BEGIN Listed entries

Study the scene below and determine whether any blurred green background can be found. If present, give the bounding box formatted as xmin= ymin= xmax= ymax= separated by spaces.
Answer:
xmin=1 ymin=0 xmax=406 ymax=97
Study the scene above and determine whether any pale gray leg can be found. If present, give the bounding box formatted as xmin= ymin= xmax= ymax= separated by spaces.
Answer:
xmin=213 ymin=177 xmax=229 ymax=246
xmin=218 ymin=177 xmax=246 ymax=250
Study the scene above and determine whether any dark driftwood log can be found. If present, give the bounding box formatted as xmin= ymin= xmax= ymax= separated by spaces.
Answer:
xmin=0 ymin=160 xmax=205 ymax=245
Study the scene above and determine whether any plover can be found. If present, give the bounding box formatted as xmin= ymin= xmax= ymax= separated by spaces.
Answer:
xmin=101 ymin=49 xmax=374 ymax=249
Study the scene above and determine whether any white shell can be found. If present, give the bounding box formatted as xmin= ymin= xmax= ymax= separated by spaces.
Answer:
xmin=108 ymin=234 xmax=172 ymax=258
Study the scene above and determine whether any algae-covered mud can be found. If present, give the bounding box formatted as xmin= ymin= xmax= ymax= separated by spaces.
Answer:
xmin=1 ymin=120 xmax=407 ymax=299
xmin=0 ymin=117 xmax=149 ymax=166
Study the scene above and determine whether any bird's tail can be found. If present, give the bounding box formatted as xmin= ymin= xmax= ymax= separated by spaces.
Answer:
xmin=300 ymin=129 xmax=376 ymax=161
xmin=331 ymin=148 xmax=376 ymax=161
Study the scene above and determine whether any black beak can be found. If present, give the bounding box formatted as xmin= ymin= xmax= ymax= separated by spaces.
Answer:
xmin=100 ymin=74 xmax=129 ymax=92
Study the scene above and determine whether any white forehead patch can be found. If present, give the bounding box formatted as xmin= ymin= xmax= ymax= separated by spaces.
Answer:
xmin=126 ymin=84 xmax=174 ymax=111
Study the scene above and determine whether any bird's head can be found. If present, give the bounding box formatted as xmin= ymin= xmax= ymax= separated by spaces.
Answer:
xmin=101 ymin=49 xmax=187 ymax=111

END Listed entries

Exercise requirements: Each line of the material that has the word "white" belongs in the answer.

Result of this exercise:
Study the scene above and determine whether any white shell can be found. If present, give the bounding box formatted as xmin= ymin= xmax= ymax= separated by spaces.
Study the scene above and determine whether any white forehead patch can be found. If present, give the bounding box formatted as xmin= ymin= xmax= ymax= separated by spaces.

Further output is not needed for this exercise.